**Exercise description**
Could you copy out this listing word for word, leaving out the pictures?

(Detection annotation records)
——————

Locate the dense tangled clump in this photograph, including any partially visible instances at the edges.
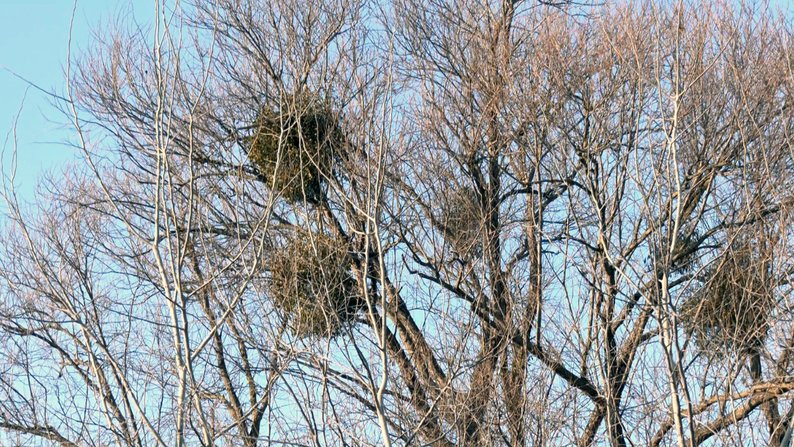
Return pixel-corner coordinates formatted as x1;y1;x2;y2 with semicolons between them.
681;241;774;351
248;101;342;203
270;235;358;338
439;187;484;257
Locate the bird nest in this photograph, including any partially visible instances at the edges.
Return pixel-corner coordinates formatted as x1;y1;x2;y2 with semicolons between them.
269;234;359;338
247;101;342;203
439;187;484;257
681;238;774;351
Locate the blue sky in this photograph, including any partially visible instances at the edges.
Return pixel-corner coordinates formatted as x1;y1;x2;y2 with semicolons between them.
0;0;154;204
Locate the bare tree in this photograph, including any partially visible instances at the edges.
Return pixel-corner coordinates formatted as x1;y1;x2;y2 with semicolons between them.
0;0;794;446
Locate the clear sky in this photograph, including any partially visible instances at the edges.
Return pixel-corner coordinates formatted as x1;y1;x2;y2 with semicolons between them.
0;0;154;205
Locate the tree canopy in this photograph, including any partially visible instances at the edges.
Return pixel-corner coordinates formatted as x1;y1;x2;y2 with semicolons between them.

——————

**Solution below**
Locate the dense tangled clump in this photograph, including any partially visible instances at the edges.
Return pixel-corner coordinates formatted as x1;y1;x2;y2 with semicolons between them.
681;241;774;351
248;101;342;203
270;235;358;338
439;187;484;257
Locate the bird nest in this photograph, including any partially visible instances at the edges.
Return pixel-corner coordinates formatted as x1;y1;x2;y2 with semicolons between them.
269;234;359;338
247;101;342;203
439;187;484;257
681;238;774;351
Locate the blue sky in this photograph, including any partially visible instances at the edges.
Return pixel-corner coordinates formatted as x1;y1;x2;y2 with semicolons between them.
0;0;154;204
Locate the bare tree in this photograph, including any partially visible instances at the edges.
Return pixel-corner coordinates formatted as x1;y1;x2;y2 with semicolons between them.
0;0;794;446
Locate the clear sky in this photograph, including any partially visible instances at the edges.
Return pixel-corner coordinates formatted as x1;y1;x2;y2 with semicolons between them.
0;0;154;205
Locate the tree canopy in this photograph, including any partially visible instances at the edges.
Return pixel-corner coordinates formatted as x1;y1;x2;y2 with semicolons between them.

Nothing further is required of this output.